*** PASSAGE ***

Apple’s [AAPL] share price has been flat so far this year, with gains of just 3.1% in the year to date (through 29 June). After a rapid surge in January, Apple’s share price fell to earth on 8 March when it closed at $116.36, 12.1% down for the year and 19.8% below its previous peak of $145.09, which it hit during intraday trading on 25 January.
In early April, Apple’s share price recovered to the $130 mark, but tailed off again with a slump to $122.77 on 12 May. There has been a steady rally in Apple’s share price since then, which has seen its price increase to close 29 June at $136.33.
This puts Apple’s share price 51.7% above its level in the year-ago period. However, the company is now facing the latest in a string of antitrust probes that are affecting many big tech stocks, and a negative outcome could have a serious impact on Apple’s share price.
Upsetting the Apple cartel
Germany’s Federal Cartel Office has opened an investigation into Apple’s “digital ecosystem,” and the extent to which this has been used to establish market dominance for the firm.
The App Store will reportedly be a primary focus for the regulator, given the degree of influence, it gives Apple over the actions of third parties. Complaints from app developers have centred on the requirement that developers use Apple’s own in-app purchase system, purchases through which generate a 30% commission for Apple. There are also complaints relating to iOS 14.5’s restrictions on user tracking as well as against Apple’s own apps being pre-installed on its products.
Andreas Mundt, head of the Federal Cartel Office, said in statement that “an ecosystem which extends across various markets” could indicate that a company is of “paramount significance across markets”, according to the Financial Times.
“Beside assessing the company’s position in these areas, we will, among other aspects, examine its extensive integration across several market levels, the magnitude of its technological and financial resources, and its access to data.”
“Beside assessing the company’s position in these areas, we will, among other aspects, examine its extensive integration across several market levels, the magnitude of its technological and financial resources, and its access to data” - Andreas Mundt, head of the Federal Cartel Office
The investigation follows probes by the regulator into big tech giants Facebook [FB], Google [GOOGL] and Amazon [AMZN] over recent months. This in turn is playing out against a backdrop of massively increased scrutiny of big tech firms on both sides of the Atlantic, with analysts such as Laura Petrone of GlobalData expecting more on the horizon.
“The EC’s [European Commission] proposed Digital Markets Act aims to constrain platforms so that they don’t become monopolies,” Petrone told Variety. “This is increasingly viewed as a desirable solution by antitrust regulators worldwide, and more recently the US House of Representatives has introduced five different bills seeking to tame the power of the world’s largest technology companies.”
The US’s stance on the big tech clampdown was emphasised by president Joe Biden’s promotion of antitrust legal scholar and staunch big tech critic Lina Khan to head the Federal Trade Commission. Her appointment on 15 June saw Apple’s share price slip 0.6%.
A May clash between Apple and Epic Games in California covered similar ground to the German probe, with the final verdict awaiting the announcement.

*** End of PASSAGE ***
*** EXTRACTED RECORDS ***

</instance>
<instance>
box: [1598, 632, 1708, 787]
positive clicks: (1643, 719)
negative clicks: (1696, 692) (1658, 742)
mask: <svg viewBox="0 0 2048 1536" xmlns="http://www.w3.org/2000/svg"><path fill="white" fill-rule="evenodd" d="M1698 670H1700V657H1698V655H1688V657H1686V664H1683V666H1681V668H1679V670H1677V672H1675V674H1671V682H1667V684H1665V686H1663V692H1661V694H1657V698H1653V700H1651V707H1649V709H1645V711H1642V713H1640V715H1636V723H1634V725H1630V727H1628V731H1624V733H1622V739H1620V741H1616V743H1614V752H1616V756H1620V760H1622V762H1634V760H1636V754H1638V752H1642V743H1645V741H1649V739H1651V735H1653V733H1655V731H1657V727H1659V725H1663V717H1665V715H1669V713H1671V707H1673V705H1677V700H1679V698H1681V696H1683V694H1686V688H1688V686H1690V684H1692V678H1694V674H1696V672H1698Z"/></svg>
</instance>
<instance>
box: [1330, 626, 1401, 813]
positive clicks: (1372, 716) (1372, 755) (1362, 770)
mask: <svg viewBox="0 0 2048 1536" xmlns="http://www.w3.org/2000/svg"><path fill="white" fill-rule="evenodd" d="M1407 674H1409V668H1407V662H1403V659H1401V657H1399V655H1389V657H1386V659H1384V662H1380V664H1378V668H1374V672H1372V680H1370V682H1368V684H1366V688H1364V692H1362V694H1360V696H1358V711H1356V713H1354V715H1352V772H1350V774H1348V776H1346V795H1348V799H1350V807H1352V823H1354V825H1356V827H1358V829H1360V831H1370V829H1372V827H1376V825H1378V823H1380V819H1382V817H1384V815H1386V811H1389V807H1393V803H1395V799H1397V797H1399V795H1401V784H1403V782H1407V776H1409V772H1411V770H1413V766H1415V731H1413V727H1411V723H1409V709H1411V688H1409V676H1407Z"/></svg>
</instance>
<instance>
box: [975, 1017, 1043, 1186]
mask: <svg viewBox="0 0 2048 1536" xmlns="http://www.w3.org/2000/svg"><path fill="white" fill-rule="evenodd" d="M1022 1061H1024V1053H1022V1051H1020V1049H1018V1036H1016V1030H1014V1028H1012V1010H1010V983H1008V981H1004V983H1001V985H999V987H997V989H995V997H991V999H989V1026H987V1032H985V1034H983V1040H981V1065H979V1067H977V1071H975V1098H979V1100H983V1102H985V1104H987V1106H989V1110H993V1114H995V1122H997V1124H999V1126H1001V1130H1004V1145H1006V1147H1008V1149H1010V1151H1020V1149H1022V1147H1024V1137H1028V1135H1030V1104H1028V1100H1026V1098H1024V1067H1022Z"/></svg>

*** End of EXTRACTED RECORDS ***

*COMPLETE THE FOLLOWING*:
**a.** List every dollar price given for Apple's shares in the Apple article, with the date or period the article attaches to each.
**b.** Answer these questions using the Apple article:
(i) What commission does Apple receive on purchases made through its own in-app purchase system?
(ii) Who heads the Federal Cartel Office?
(iii) How much did Apple's share price slip on the day Lina Khan was appointed?
**c.** Reproduce the passage of the Apple article starting at "Andreas Mundt, head of the Federal Cartel Office, said" and ending at "the Financial Times.".

*TASK ANSWERS*:
**a.**
- $116.36: closing price on 8 March
- $145.09: intraday peak on 25 January
- $130: early April
- $122.77: 12 May
- $136.33: closing price on 29 June

**b.**
(i) 30%
(ii) Andreas Mundt
(iii) 0.6%

**c.**
Andreas Mundt, head of the Federal Cartel Office, said in statement that “an ecosystem which extends across various markets” could indicate that a company is of “paramount significance across markets”, according to the Financial Times.